▶ WHAT TO PRODUCE:
Leave out the pictures and repeat every record exactly.
───
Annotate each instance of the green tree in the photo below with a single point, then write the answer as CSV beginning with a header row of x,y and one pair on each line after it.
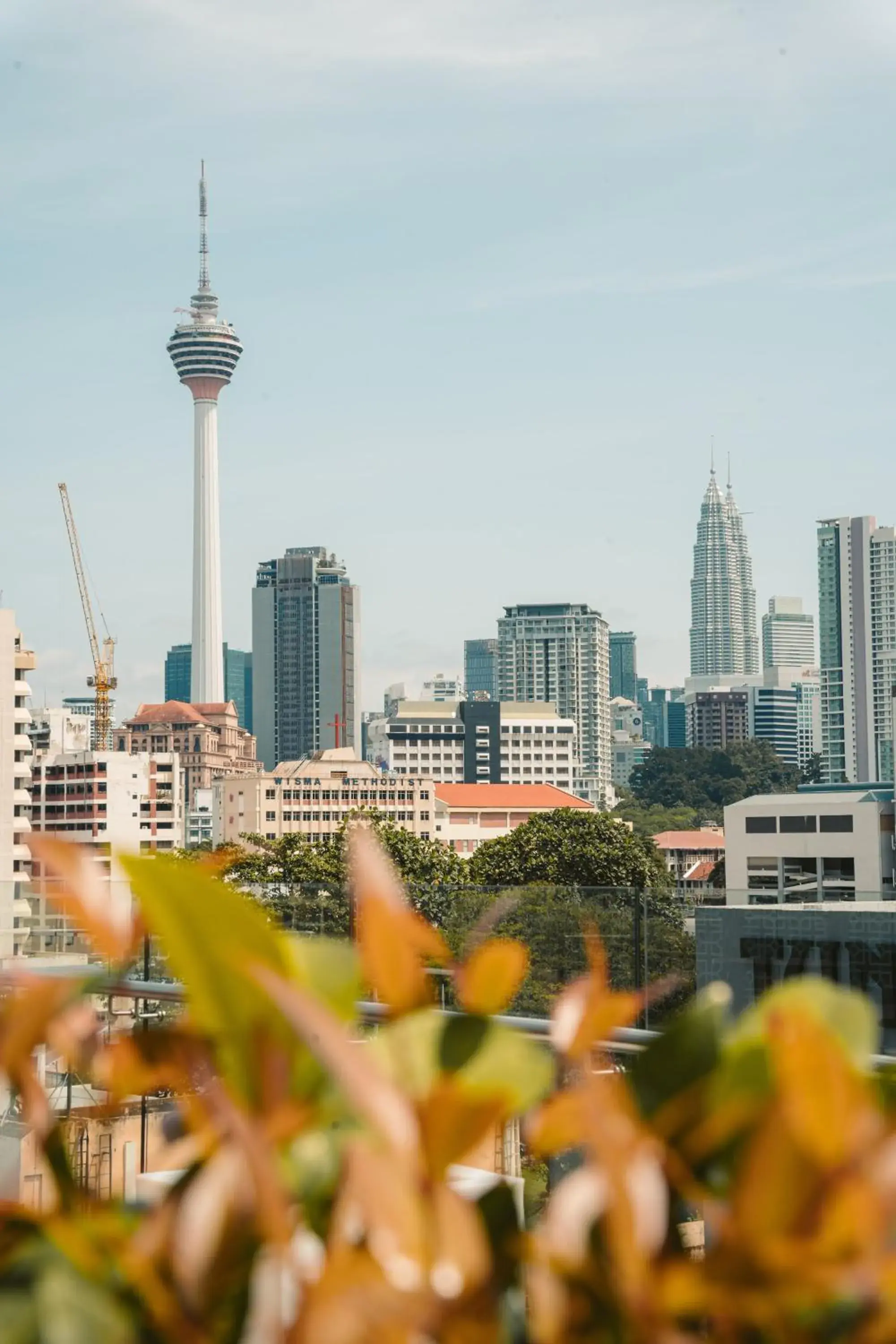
x,y
707,780
570,849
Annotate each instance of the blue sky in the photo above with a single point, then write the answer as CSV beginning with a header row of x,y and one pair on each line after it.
x,y
500,269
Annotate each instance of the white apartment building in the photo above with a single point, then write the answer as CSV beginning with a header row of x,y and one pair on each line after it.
x,y
629,746
857,647
315,797
60,729
788,635
482,742
559,652
112,801
15,783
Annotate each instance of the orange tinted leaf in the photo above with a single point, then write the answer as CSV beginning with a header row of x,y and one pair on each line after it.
x,y
80,893
453,1121
825,1103
393,939
350,1062
491,976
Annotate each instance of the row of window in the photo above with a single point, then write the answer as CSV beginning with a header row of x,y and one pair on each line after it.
x,y
798,826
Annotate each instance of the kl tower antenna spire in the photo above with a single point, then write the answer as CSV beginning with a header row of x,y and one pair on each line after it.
x,y
205,353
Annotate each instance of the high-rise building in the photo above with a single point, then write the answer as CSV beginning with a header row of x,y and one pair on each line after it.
x,y
788,635
560,652
15,781
664,715
205,353
723,600
237,679
481,668
857,647
716,718
624,667
306,656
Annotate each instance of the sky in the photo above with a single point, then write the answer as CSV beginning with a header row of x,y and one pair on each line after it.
x,y
501,272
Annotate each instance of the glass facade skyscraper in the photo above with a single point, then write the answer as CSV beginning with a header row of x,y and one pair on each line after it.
x,y
723,600
481,668
624,666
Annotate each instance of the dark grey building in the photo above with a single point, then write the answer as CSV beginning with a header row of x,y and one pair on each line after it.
x,y
306,656
481,668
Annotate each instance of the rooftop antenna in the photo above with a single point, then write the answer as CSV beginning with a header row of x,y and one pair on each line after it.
x,y
203,229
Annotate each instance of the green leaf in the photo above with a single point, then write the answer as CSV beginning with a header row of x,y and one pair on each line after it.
x,y
505,1062
211,935
73,1310
688,1050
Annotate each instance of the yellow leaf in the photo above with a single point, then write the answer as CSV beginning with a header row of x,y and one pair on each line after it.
x,y
491,976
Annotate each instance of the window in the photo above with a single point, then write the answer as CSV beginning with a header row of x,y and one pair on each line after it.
x,y
831,824
796,826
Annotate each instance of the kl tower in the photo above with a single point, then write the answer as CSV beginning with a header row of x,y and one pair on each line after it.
x,y
205,351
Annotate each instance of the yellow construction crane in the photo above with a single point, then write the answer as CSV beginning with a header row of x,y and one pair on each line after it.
x,y
104,679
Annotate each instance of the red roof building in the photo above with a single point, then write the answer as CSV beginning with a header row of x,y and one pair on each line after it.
x,y
469,814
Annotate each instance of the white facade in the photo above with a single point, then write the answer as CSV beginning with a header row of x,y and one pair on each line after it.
x,y
15,781
817,844
315,797
113,803
857,646
723,600
60,730
443,689
560,654
205,353
788,635
629,745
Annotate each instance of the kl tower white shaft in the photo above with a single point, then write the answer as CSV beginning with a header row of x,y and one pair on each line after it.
x,y
205,353
207,670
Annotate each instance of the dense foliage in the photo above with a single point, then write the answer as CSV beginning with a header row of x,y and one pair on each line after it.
x,y
707,781
316,1201
570,849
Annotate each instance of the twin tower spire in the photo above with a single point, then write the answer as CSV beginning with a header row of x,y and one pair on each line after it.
x,y
723,600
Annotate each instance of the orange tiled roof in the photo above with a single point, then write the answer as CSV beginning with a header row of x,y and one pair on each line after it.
x,y
515,796
175,711
689,840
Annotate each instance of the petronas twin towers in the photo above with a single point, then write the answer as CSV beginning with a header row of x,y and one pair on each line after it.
x,y
723,600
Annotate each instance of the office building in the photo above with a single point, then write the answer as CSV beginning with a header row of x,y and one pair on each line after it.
x,y
482,742
788,635
664,715
237,679
821,843
205,353
443,689
716,718
857,648
207,740
629,744
306,656
723,601
481,668
624,666
17,660
316,796
559,652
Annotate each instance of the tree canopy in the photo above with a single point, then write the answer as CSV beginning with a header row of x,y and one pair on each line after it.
x,y
570,849
707,780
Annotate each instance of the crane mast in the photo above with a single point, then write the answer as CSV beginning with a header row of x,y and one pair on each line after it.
x,y
104,679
───
▶ RESPONSE TO THIS EXERCISE:
Annotate each instance of the green tree in the photo below with a single point, then write the answer as CSV beginning with a header row of x,y and one pair on each line after it.
x,y
707,780
570,849
Annotate each instance of the blue sky in the photo above with a single point, then write the answer as CSV beginning with a header row of x,y and one pair on each line after it.
x,y
500,269
Annotate each instance of the white apartment building in the photo above with a single point, then write the answer as CSV beginning with a header row of x,y and one pair on each line after it.
x,y
629,746
857,647
315,797
60,729
788,635
482,742
559,652
112,801
15,783
Annotate each instance of the orange tinted leaf in the photo above with a single point, then write the answer as CSV beginning with a header row of x,y and one pair on each line after it.
x,y
80,893
453,1121
825,1103
393,939
350,1062
491,976
Annotate each instance of the row of window in the photo above with a single point, then write the answer as CSV beginning with a header row of x,y and one pair on each line after it.
x,y
798,826
Annotate each instance of the kl tower antenna spire in the photo above with a single point, then write the answer as CSV beginning with a header row of x,y and one pair on each line after it.
x,y
205,353
Annotate each instance of the high-rise building in the photo above with a single point, then write the answer as CSV beginning with a header row of x,y and one pair on each line after it.
x,y
788,635
560,652
15,781
664,715
205,353
723,600
237,679
481,668
857,647
716,718
624,667
306,656
Annotate each instance of the sky in the photo above with a single point, then write the answer as CSV beginning with a header row of x,y and one pair on each line after it.
x,y
501,272
Annotate each instance of the glass facade skyscraper in the photo above with a single point, then write the answer as CSV beginning with a header row of x,y and one pair on each line after it.
x,y
723,600
481,668
624,666
Annotate each instance of the dark grey building in the photo above with a single point, then write the answer as CSV beginning with a header row of x,y and one pair on each line after it.
x,y
306,656
481,668
Annotate each instance of the rooftop antenna in the photo above with a single point, then write the answer as CSV beginning with a header row of x,y and one pair on each line after it.
x,y
203,229
Annotate each instance of the green leaf in the photo above with a single point, then write the answer as CSV beginning with a header row of x,y and one pair on each line after it.
x,y
505,1062
211,935
73,1310
688,1050
Annotate each instance of the yellow leaf in the photo above with a single point, then write the answer as CSV beginning with a header row of x,y and one pair on each line after it.
x,y
491,976
Annotate each instance of the window in the photo above with a single point, then write the answer as CSV beginning with a header row of x,y and one pair on each line after it.
x,y
831,824
796,826
Annotate each instance of the kl tower in the photo above with a single point, then write the answer as CSV beginning with a header row of x,y and one pair on each line after it.
x,y
205,351
Annotate each instance of the yellow construction crane in the photo above with a single point, then write the answer as CSV beginning with a header row of x,y and one pair on each line after it.
x,y
104,679
Annotate each instance of the red roof building in the photo above with a single point, then write the answer as CSV beginning with a header row of x,y and one pair on each line after it.
x,y
469,814
Annotate each instance of the white facade in the photo above with a single point, then write the answer as CSV beginning with a header row of x,y and one pair on each line after it.
x,y
15,781
817,844
315,797
113,803
857,646
723,600
60,730
443,689
560,654
205,353
788,635
629,745
Annotate each instance of the kl tower white shaft in the photo above with a single point, then write the answer as CSV beginning with a header row of x,y and one pair on each line after it.
x,y
205,353
207,670
Annotate each instance of the dense foliage in the photo above with a single point, then write the answer as CSV beginning with a header row of x,y and one pair on each line after it.
x,y
707,781
316,1201
570,849
Annotate each instance of the twin tower spire in the photo above with a single point, then write the answer as CSV beginning with a header row of x,y and one pair on each line after it.
x,y
723,600
Annotate each instance of the orange tiled roof in the photo above with a single point, then write the answer as CSV beginning with a header row of x,y and one pair on each line after it.
x,y
515,796
175,711
689,840
Annotate each instance of the petronas twin towers in the photo above with a single point, then write the answer as CSV beginning with a header row of x,y and one pair on each line after it.
x,y
723,600
Annotate each instance of the office building in the photo above with a single point, then write the answer as CSV beginning with a header row of x,y and one pair on each line after it.
x,y
482,742
788,635
664,715
237,679
821,843
205,353
443,689
716,718
857,648
207,740
629,744
306,656
723,601
481,668
624,666
17,660
316,796
559,652
Annotate each instance of the tree canopy in the photo above with a single point, then write the answer as CSV beginning with a header row of x,y and one pair on each line after it.
x,y
570,849
707,780
Annotate each instance of the crane mast in the photo above with a single point, then write the answer as CSV beginning with a header row of x,y and one pair on each line after it.
x,y
104,679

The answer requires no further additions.